## Material for this task
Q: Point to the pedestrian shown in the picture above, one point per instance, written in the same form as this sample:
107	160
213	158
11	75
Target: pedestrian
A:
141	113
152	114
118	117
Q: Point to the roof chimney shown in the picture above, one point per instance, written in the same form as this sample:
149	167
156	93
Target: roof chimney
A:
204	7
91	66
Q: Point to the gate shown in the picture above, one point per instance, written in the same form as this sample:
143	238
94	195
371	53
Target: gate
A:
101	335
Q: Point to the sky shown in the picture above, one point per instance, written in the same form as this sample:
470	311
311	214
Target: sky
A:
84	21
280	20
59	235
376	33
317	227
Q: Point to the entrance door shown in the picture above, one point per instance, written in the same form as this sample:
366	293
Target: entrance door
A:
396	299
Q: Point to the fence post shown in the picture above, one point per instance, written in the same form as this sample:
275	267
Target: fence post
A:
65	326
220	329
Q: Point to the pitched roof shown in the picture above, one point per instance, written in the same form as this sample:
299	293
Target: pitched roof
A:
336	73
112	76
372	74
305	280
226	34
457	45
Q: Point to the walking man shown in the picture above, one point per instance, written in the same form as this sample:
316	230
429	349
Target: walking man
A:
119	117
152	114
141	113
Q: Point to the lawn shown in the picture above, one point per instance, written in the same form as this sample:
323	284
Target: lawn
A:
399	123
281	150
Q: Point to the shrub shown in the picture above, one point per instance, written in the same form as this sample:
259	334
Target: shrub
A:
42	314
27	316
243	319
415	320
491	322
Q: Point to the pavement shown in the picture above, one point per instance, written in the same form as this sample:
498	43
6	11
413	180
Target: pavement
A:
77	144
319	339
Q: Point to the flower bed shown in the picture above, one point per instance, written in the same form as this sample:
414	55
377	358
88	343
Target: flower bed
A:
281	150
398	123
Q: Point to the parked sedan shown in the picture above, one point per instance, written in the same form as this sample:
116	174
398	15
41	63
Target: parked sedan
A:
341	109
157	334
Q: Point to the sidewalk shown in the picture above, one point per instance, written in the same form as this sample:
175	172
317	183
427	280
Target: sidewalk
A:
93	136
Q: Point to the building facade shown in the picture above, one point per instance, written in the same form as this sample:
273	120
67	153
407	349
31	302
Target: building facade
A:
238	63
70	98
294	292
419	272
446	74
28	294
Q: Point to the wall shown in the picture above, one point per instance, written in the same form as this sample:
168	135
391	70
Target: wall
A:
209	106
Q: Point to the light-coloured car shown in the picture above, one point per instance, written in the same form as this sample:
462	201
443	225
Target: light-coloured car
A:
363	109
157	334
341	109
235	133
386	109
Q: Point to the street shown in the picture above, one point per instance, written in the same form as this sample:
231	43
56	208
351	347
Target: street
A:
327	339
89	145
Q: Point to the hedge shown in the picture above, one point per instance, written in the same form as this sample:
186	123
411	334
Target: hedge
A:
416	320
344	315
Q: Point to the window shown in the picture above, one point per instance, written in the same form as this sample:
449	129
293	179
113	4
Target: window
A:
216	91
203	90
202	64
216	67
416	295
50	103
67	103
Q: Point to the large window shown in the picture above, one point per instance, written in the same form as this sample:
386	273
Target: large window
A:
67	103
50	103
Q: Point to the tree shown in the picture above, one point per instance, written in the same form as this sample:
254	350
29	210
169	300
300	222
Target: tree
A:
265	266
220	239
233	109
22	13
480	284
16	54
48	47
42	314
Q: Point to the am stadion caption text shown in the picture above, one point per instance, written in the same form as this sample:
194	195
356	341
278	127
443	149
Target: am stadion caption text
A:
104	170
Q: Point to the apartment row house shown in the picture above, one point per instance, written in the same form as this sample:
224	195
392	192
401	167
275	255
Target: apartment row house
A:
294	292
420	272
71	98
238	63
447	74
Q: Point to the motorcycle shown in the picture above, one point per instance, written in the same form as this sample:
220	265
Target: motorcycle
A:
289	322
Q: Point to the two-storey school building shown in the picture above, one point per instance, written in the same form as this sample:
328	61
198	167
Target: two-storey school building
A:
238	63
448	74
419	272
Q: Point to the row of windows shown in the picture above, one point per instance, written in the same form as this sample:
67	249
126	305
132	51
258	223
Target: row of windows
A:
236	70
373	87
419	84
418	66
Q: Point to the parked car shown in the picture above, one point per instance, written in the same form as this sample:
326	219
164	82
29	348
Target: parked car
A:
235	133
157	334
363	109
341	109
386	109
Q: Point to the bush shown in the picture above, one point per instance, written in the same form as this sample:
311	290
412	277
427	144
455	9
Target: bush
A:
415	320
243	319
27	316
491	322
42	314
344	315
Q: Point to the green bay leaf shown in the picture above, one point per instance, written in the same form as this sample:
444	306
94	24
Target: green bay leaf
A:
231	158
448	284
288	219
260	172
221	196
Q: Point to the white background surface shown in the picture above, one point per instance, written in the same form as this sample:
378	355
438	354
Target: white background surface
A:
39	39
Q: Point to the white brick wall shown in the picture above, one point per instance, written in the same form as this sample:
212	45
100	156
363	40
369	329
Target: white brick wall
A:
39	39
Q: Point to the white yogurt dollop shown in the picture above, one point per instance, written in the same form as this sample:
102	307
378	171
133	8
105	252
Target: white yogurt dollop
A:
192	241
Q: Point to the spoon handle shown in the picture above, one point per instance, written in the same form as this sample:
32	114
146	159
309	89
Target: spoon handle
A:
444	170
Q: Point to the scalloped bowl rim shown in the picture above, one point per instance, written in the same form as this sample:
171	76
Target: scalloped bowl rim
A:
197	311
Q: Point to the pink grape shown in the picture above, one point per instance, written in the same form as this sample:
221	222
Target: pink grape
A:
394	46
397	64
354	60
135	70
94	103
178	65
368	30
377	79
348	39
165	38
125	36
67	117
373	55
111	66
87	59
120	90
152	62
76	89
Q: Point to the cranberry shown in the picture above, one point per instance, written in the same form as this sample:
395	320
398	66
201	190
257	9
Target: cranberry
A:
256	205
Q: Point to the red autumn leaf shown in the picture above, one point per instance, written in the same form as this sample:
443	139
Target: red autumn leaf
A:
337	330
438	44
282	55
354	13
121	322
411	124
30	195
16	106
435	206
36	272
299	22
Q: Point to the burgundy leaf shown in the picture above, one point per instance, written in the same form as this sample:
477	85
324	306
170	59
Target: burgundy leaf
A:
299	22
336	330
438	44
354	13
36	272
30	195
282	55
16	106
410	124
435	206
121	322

## Problem statement
Please return each line of the data above in which the word "chimney" occurs.

## Answer for the task
Q: Point to the roof chimney shown in the picture above, one point per instance, written in the same form as this sample:
Target: roof chimney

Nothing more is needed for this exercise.